> What to do: Quote every line below exactly and skip any picture.
* begin Record excerpts *
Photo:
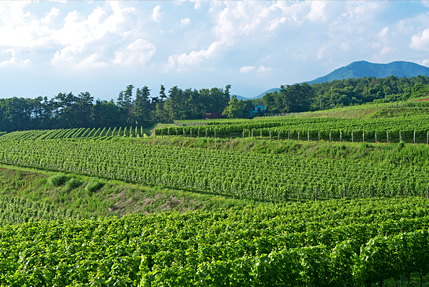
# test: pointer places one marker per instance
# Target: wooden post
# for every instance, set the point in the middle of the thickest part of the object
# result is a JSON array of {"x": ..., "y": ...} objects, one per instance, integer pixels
[{"x": 286, "y": 194}]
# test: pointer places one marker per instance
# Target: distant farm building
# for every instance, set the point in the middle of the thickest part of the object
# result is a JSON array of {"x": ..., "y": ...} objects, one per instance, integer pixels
[
  {"x": 212, "y": 116},
  {"x": 257, "y": 110}
]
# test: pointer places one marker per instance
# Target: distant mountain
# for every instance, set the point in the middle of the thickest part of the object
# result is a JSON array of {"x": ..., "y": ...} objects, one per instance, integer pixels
[
  {"x": 242, "y": 98},
  {"x": 362, "y": 69}
]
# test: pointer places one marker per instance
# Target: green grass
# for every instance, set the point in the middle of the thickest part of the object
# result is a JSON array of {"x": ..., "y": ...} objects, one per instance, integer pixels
[
  {"x": 396, "y": 153},
  {"x": 103, "y": 197}
]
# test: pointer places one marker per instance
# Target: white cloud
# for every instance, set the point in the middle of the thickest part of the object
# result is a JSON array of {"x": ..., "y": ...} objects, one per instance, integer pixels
[
  {"x": 385, "y": 50},
  {"x": 247, "y": 69},
  {"x": 318, "y": 11},
  {"x": 263, "y": 69},
  {"x": 92, "y": 62},
  {"x": 185, "y": 22},
  {"x": 50, "y": 16},
  {"x": 156, "y": 13},
  {"x": 420, "y": 41},
  {"x": 180, "y": 62},
  {"x": 140, "y": 52},
  {"x": 11, "y": 59},
  {"x": 383, "y": 33}
]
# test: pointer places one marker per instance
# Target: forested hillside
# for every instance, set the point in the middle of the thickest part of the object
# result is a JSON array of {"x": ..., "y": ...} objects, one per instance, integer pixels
[{"x": 142, "y": 107}]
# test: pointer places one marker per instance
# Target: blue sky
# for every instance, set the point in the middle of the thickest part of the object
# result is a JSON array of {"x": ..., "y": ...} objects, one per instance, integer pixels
[{"x": 47, "y": 47}]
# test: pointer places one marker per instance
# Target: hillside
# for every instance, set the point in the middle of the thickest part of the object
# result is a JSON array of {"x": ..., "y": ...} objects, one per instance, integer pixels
[{"x": 360, "y": 69}]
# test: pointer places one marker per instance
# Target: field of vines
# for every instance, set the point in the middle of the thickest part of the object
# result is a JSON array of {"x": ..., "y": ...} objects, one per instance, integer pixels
[
  {"x": 334, "y": 243},
  {"x": 410, "y": 129},
  {"x": 81, "y": 133},
  {"x": 266, "y": 177}
]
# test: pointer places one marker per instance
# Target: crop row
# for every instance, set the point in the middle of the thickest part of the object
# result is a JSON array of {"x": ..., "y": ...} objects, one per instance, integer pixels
[
  {"x": 74, "y": 133},
  {"x": 333, "y": 243},
  {"x": 259, "y": 176}
]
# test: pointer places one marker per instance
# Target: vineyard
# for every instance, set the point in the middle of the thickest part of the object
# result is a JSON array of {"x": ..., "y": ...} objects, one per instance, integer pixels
[
  {"x": 351, "y": 214},
  {"x": 335, "y": 243},
  {"x": 411, "y": 129},
  {"x": 266, "y": 177},
  {"x": 82, "y": 133}
]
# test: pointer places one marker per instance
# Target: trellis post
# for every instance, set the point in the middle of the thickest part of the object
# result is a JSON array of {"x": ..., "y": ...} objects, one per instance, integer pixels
[{"x": 286, "y": 194}]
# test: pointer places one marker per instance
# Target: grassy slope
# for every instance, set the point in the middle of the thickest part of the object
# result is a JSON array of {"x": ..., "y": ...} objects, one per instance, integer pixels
[{"x": 113, "y": 198}]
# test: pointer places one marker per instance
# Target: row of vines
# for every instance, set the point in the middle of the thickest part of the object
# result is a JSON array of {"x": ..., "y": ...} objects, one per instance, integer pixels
[
  {"x": 335, "y": 243},
  {"x": 265, "y": 177},
  {"x": 80, "y": 133}
]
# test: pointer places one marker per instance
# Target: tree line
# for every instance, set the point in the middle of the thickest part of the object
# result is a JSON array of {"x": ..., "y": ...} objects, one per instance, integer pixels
[
  {"x": 338, "y": 93},
  {"x": 137, "y": 106},
  {"x": 132, "y": 107}
]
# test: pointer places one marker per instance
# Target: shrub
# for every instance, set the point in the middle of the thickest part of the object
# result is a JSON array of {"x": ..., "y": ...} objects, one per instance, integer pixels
[
  {"x": 57, "y": 180},
  {"x": 72, "y": 184},
  {"x": 93, "y": 185}
]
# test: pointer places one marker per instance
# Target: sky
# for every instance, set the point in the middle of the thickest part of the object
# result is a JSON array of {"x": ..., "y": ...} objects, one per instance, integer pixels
[{"x": 48, "y": 47}]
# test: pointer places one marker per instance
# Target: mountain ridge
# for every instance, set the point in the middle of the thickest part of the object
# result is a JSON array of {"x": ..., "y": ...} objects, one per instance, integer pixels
[{"x": 360, "y": 69}]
* end Record excerpts *
> Task solution:
Photo:
# test: pointer places one marker per instance
# Target: wooden post
# for every instance, set the point in the middle of the thickest part of the object
# result is a JSON array of {"x": ..., "y": ...} objects, one per instance, integer pixels
[{"x": 286, "y": 194}]
# test: pointer places one marker per instance
# Target: distant farm building
# for every instance, set the point in the middle of the thickest part of the object
# result is a JSON array of {"x": ..., "y": ...} objects, one per instance, integer pixels
[
  {"x": 212, "y": 116},
  {"x": 257, "y": 110}
]
# test: pointer places one marker per instance
# Target: distant mountain
# for every instance, set the point in the middle of the thickest part of the object
# result is a JSON array of {"x": ..., "y": ...} objects, one per instance, integer pixels
[
  {"x": 242, "y": 98},
  {"x": 362, "y": 69}
]
# test: pointer places one marker per instance
# Target: green grass
# for every instance, set the point in the middle of the thickest part of the object
# result is a JSON array of {"x": ..., "y": ...} objects, one per instance, integer pixels
[
  {"x": 396, "y": 153},
  {"x": 103, "y": 197}
]
# test: pointer places one marker per instance
# Target: white cloud
# for every instance, set the point in the middle of the thickest part of the object
# result is a JSON array of {"x": ..., "y": ...} objects, one per instance, integer pixels
[
  {"x": 385, "y": 50},
  {"x": 247, "y": 69},
  {"x": 318, "y": 11},
  {"x": 263, "y": 69},
  {"x": 92, "y": 62},
  {"x": 185, "y": 22},
  {"x": 50, "y": 16},
  {"x": 156, "y": 13},
  {"x": 420, "y": 41},
  {"x": 180, "y": 62},
  {"x": 140, "y": 52},
  {"x": 11, "y": 59},
  {"x": 383, "y": 33}
]
# test: pointer places one marker per instance
# Target: forested hillside
# for every instance, set the point in the middle of the thickest part of the object
# result is a JSON array of {"x": ..., "y": ...} objects, one per instance, integer pixels
[{"x": 142, "y": 107}]
# test: pointer places one marker per instance
# Target: blue sky
# for every instance, set the point in the middle of the thickest part of the object
# result is a JSON array of {"x": ..., "y": ...} objects, one per instance, integer pixels
[{"x": 47, "y": 47}]
# test: pointer places one marker per instance
# Target: hillside
# for every instance, set the point in the middle of the thickest part of the object
# result is a JSON array of {"x": ..., "y": ...} objects, one per instance, integer pixels
[{"x": 360, "y": 69}]
# test: pointer places one marker per instance
# Target: field of vines
# for every instance, set the point in the middle of the thickest part of the object
# result is a JSON array of {"x": ..., "y": ...} objects, one per instance, integer pixels
[
  {"x": 334, "y": 243},
  {"x": 410, "y": 129},
  {"x": 81, "y": 133},
  {"x": 266, "y": 177}
]
# test: pointer places one marker per instance
# Target: crop row
# for every instance, set the point in the middle of the thickest part of the object
# result is a JSON array of {"x": ..., "y": ...} objects, one per instance, integer pixels
[
  {"x": 74, "y": 133},
  {"x": 333, "y": 243},
  {"x": 259, "y": 176}
]
# test: pointer places one marker per instance
# Target: vineyard
# for every instance, set the point in the middle of the thickest part of the object
# result is a JSON array of {"x": ..., "y": ...} objects, one per instance, integer pixels
[
  {"x": 351, "y": 214},
  {"x": 335, "y": 243},
  {"x": 411, "y": 129},
  {"x": 266, "y": 177},
  {"x": 82, "y": 133}
]
# test: pointer places one marker per instance
# Target: trellis post
# for every instance, set the point in the middle of the thickest part of the object
# result is a JSON array of {"x": ..., "y": ...} objects, one per instance, integer pixels
[{"x": 286, "y": 194}]
# test: pointer places one marker per instance
# Target: grassy slope
# for every instance, set the point in the middle of the thickest part of the object
# result is a JSON array of {"x": ..., "y": ...} objects, one per instance, integer pixels
[{"x": 113, "y": 198}]
# test: pointer places one marker per instance
# Target: row of vines
# for every instance, set the point in the middle of the thickest part of the object
# result is a JSON array of {"x": ..., "y": ...} objects, one per instance, integer pixels
[
  {"x": 335, "y": 243},
  {"x": 265, "y": 177},
  {"x": 80, "y": 133}
]
# test: pointer places one marker per instance
# Target: tree line
# for every instance, set the point in the middle of the thickest part of the object
# result is a JSON array of {"x": ..., "y": ...} objects, one per instance, integer pixels
[
  {"x": 338, "y": 93},
  {"x": 137, "y": 106},
  {"x": 132, "y": 107}
]
# test: pointer places one marker per instance
# Target: shrub
# for every instance, set the point in the middle of the thickest part of the object
# result is a JSON array of {"x": ..., "y": ...} objects, one per instance, integer pixels
[
  {"x": 57, "y": 180},
  {"x": 72, "y": 184},
  {"x": 93, "y": 185}
]
# test: pointer places one marker per instance
# Target: sky
# for every instance, set the point in the middle of the thickest part of the object
# result is a JSON array of {"x": ..., "y": ...} objects, one per instance, integer pixels
[{"x": 48, "y": 47}]
# test: pointer places one marker per instance
# Target: mountain ridge
# for every instance, set the point in the middle of the thickest part of the object
# result is a JSON array of {"x": ..., "y": ...} objects, one per instance, integer pixels
[{"x": 360, "y": 69}]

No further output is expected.